How many lines in the entries below contain the string "bounding", with case counting? Reply with the number only.
****************************************
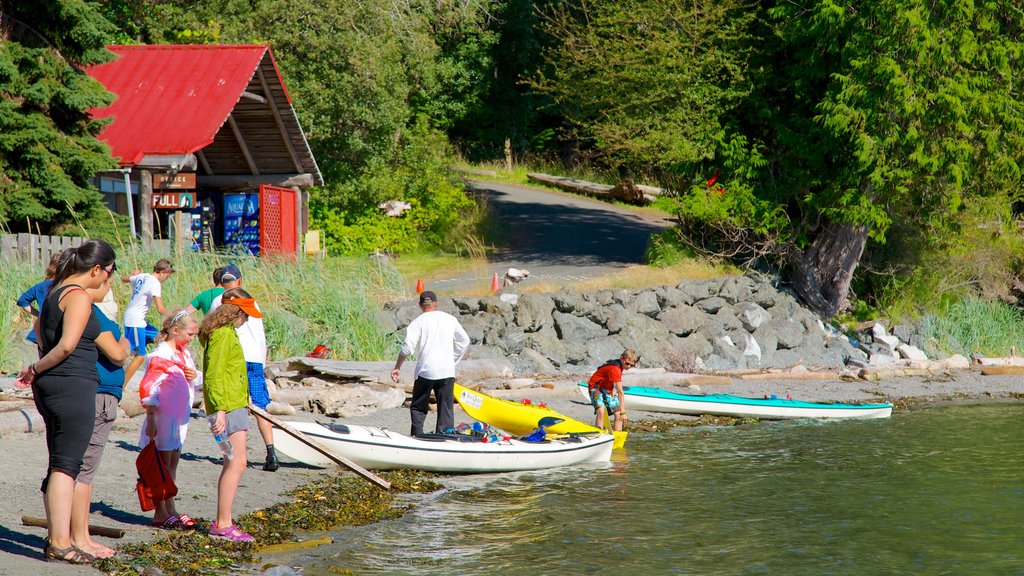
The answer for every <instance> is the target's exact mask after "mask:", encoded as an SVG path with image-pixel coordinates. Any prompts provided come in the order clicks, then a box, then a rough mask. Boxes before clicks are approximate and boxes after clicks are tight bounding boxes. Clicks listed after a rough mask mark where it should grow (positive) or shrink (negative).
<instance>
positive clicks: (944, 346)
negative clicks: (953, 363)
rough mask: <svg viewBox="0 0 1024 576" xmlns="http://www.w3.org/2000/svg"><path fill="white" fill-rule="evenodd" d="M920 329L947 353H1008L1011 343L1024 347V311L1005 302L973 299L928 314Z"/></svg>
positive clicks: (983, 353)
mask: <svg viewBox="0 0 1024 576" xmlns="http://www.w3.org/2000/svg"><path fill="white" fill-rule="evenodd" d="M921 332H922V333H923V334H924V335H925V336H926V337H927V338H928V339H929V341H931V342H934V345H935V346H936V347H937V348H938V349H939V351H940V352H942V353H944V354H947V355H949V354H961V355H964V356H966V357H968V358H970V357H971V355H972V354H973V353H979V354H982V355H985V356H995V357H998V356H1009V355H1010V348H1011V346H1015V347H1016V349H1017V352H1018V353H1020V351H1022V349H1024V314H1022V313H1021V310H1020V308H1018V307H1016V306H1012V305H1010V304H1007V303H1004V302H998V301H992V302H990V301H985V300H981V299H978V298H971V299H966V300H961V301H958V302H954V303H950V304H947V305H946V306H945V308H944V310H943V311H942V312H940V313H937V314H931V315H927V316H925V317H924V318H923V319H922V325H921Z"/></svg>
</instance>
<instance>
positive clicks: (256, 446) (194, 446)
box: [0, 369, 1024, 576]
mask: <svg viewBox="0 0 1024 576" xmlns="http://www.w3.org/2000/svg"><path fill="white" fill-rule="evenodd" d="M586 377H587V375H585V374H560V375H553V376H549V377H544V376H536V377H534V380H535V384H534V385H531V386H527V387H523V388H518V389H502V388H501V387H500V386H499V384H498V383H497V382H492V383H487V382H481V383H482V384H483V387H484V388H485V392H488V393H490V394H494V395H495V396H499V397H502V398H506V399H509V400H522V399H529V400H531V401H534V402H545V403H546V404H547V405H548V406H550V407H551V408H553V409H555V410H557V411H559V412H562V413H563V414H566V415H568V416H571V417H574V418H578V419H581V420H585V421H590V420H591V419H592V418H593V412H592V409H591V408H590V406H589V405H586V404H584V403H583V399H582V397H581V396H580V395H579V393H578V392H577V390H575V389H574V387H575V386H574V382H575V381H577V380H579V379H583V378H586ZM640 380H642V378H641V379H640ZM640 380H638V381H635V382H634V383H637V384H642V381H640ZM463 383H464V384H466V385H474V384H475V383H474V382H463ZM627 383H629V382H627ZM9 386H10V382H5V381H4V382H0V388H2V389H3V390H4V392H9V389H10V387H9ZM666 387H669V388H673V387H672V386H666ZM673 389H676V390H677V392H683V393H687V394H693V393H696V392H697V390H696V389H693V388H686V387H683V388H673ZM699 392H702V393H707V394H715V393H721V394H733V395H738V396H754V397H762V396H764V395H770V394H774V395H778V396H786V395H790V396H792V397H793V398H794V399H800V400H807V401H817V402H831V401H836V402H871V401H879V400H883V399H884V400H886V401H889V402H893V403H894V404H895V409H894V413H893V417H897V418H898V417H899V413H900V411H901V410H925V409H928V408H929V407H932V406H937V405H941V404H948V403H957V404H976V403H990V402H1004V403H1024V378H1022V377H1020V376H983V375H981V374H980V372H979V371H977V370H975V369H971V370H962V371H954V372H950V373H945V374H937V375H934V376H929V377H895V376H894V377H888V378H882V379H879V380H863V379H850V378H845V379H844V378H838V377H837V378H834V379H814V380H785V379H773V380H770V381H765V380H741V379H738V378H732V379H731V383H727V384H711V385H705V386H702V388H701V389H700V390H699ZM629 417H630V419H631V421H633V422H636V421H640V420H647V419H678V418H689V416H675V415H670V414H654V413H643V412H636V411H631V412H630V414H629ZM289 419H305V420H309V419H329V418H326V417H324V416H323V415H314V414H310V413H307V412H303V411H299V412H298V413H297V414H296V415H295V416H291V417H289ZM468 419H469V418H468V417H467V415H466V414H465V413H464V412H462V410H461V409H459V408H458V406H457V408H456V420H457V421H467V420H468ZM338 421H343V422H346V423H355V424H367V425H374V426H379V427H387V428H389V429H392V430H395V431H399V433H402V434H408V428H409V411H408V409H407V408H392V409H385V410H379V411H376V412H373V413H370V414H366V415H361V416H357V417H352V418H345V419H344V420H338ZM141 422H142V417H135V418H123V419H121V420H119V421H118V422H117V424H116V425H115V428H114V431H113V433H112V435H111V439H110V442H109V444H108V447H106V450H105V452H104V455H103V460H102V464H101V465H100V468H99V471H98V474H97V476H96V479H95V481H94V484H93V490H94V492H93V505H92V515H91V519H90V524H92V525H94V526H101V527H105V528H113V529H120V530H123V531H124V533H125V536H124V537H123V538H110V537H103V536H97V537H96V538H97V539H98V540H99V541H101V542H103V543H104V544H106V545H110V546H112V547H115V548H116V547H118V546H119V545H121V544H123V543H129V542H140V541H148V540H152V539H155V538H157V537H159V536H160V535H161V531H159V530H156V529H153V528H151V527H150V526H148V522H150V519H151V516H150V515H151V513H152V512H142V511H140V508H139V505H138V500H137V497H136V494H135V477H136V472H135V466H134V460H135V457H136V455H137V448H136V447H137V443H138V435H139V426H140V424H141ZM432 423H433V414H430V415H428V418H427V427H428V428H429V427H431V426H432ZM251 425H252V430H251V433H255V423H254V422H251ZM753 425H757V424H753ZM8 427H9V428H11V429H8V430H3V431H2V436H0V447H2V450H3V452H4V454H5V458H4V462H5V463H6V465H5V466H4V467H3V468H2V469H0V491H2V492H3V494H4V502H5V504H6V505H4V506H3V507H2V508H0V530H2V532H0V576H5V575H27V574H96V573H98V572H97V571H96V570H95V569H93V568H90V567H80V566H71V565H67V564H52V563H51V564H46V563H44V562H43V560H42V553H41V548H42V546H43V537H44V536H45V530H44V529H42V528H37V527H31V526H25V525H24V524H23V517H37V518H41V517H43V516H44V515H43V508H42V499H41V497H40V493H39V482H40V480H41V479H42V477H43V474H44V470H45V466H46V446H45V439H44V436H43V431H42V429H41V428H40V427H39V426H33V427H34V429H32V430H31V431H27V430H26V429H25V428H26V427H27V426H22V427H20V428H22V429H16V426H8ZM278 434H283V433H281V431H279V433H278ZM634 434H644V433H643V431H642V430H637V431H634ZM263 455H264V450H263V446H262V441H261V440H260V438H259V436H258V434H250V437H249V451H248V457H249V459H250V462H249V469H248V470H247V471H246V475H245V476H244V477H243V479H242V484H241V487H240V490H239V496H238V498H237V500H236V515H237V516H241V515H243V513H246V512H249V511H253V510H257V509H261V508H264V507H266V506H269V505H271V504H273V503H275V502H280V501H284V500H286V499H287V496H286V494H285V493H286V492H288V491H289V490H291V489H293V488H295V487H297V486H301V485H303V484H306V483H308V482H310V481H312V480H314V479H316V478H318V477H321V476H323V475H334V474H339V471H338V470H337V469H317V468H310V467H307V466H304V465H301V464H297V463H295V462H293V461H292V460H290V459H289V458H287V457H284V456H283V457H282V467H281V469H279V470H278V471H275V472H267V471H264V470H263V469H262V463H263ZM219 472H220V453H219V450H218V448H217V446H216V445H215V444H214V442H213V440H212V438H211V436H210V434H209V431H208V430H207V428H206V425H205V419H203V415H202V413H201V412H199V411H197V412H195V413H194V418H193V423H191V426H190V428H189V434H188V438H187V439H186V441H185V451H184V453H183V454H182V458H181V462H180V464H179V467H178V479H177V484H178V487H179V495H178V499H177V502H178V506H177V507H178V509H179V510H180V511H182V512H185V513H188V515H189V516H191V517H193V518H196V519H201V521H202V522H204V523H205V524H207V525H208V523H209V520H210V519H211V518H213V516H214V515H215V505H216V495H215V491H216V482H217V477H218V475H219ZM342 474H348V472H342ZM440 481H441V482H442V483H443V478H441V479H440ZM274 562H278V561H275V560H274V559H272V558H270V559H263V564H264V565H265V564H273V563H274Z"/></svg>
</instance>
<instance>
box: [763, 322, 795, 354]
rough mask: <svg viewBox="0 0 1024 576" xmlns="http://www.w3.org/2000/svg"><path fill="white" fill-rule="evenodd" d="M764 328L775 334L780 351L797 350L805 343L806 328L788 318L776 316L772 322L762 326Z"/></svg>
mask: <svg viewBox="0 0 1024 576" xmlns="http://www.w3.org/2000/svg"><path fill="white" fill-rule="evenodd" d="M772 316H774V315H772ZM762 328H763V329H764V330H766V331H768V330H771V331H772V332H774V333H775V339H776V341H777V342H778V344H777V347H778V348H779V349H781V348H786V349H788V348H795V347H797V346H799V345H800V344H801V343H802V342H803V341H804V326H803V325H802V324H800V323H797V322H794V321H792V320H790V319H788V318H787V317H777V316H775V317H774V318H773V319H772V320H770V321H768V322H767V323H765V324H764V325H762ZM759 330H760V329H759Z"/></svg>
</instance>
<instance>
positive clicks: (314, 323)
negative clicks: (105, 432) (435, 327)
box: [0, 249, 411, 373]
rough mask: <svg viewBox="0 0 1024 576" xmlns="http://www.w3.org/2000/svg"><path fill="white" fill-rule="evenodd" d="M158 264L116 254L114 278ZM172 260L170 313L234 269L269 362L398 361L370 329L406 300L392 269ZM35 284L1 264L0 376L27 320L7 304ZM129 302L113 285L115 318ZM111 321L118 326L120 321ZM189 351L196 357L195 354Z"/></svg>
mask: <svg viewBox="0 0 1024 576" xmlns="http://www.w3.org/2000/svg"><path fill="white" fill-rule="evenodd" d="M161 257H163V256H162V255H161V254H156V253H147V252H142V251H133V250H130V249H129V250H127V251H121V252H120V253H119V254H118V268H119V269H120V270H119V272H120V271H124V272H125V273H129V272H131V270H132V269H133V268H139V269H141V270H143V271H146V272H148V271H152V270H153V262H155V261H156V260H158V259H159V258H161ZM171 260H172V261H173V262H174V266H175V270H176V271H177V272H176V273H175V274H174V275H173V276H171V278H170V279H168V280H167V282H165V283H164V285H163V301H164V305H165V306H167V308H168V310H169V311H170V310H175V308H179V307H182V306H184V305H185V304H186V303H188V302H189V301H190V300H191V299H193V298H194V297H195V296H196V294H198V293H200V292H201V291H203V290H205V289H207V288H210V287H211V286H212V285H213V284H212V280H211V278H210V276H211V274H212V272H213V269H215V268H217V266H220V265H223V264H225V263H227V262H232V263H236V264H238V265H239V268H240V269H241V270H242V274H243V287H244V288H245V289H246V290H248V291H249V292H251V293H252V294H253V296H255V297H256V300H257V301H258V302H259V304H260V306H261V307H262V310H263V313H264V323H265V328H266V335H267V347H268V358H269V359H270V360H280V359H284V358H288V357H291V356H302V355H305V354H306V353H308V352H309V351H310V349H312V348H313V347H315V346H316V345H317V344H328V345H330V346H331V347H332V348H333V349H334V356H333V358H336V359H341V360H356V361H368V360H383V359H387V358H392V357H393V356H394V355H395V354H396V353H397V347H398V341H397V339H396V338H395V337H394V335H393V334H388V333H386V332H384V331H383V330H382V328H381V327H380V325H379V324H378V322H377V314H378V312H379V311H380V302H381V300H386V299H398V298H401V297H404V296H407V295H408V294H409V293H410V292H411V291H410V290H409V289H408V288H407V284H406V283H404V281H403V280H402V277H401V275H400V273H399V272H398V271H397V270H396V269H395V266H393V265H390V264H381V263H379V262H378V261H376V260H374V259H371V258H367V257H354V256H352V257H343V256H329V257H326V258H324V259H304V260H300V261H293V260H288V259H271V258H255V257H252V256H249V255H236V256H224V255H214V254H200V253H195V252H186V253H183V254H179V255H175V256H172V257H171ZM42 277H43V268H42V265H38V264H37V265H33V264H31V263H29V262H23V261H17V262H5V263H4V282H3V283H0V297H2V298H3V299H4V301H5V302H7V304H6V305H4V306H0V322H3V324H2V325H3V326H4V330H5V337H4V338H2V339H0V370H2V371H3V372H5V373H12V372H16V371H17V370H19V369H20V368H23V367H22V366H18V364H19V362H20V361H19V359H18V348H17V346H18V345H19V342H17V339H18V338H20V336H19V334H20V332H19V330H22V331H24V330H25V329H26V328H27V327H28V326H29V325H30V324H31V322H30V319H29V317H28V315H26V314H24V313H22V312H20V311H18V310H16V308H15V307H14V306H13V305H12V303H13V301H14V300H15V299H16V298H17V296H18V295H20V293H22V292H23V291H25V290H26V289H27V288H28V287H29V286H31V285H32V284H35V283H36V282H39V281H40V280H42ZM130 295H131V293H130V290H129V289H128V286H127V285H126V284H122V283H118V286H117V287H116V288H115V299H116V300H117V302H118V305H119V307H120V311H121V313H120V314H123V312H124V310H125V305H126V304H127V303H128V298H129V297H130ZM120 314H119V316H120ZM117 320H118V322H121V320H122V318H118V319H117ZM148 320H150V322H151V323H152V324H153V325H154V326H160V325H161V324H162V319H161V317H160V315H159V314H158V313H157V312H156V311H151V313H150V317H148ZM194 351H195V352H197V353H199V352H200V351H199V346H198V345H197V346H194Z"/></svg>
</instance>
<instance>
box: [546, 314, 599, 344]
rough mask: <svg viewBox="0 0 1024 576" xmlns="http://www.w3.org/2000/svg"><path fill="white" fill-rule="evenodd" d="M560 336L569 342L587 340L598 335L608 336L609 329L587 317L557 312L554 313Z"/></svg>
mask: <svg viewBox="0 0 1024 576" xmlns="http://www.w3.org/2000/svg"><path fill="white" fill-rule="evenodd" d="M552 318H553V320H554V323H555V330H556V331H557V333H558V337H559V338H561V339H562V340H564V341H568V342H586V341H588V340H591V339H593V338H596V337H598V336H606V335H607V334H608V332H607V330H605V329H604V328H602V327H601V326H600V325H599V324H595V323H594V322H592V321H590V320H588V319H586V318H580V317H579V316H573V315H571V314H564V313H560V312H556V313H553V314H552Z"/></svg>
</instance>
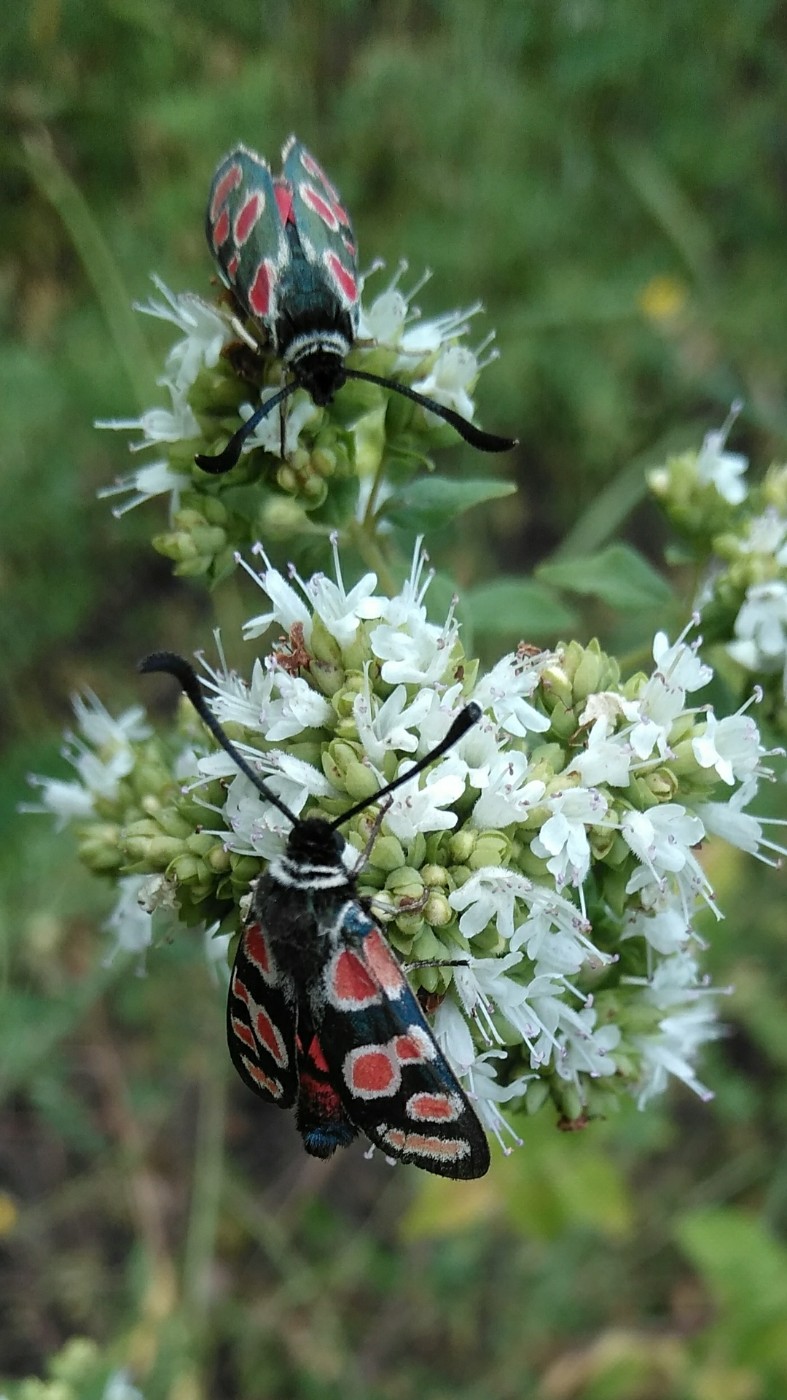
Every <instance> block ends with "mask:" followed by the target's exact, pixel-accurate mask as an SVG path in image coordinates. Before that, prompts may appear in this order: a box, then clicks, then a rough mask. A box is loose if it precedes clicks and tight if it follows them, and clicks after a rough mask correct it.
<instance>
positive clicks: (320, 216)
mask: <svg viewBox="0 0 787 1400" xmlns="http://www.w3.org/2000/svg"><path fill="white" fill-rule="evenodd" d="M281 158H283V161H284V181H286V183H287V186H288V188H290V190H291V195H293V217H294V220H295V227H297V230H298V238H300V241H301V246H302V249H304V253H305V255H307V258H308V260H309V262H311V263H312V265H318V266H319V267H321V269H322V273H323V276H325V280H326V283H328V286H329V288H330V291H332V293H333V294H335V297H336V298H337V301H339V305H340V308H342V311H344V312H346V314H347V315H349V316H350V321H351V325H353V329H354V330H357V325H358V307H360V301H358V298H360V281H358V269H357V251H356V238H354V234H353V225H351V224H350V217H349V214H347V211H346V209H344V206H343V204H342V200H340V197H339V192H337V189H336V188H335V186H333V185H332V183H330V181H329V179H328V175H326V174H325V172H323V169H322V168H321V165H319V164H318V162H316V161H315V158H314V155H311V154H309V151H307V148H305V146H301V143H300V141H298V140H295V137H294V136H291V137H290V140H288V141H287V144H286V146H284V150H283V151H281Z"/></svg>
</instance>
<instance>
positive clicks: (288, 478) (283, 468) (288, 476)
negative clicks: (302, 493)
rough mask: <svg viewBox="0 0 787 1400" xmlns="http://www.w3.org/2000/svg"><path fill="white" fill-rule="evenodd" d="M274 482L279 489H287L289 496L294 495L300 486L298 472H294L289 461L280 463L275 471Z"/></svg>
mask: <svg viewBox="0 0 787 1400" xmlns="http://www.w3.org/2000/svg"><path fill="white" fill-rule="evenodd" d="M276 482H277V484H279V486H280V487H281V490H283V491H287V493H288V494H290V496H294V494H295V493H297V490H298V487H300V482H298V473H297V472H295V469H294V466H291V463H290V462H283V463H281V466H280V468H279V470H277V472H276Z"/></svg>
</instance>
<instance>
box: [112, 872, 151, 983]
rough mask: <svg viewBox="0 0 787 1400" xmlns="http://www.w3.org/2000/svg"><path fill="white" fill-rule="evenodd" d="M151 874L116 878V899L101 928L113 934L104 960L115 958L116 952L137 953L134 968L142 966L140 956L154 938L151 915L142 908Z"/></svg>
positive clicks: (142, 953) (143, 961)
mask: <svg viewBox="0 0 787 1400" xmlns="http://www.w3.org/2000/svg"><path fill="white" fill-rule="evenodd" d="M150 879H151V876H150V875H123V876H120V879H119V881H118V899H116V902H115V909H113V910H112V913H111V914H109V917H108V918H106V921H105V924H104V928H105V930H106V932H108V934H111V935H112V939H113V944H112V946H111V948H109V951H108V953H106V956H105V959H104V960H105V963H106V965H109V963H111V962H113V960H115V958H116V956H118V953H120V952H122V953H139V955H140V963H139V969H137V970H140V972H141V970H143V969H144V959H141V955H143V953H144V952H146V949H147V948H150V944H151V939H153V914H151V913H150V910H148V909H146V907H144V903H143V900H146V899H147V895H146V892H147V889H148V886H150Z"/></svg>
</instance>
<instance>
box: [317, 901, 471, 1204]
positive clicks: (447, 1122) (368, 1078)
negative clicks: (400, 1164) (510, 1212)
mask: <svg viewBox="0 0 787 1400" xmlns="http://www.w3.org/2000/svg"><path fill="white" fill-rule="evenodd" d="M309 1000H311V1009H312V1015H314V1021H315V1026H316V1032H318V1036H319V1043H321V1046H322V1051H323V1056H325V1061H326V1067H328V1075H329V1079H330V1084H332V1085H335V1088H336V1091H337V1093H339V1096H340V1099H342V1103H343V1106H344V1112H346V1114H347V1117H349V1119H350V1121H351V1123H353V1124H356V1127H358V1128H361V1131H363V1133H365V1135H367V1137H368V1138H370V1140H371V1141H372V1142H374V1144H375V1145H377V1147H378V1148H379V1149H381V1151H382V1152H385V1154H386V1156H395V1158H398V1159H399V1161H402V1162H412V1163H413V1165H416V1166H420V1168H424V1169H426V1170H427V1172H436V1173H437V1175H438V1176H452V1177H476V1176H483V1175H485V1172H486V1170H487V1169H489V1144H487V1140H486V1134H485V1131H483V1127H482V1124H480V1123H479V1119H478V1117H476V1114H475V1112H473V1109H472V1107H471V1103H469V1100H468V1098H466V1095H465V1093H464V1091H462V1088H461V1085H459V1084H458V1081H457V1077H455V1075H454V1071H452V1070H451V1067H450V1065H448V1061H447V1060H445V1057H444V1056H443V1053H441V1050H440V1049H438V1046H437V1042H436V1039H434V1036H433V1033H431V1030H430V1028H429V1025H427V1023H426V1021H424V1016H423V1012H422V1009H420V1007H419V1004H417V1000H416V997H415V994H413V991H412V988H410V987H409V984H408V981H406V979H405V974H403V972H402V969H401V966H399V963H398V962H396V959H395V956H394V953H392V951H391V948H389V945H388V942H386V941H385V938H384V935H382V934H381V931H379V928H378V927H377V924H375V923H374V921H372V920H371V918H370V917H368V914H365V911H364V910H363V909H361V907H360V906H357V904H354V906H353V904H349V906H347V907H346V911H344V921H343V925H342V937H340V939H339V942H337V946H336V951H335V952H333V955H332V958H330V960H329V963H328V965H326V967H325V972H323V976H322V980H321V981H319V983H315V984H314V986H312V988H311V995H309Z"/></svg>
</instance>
****************************************
Solution to this exercise: 1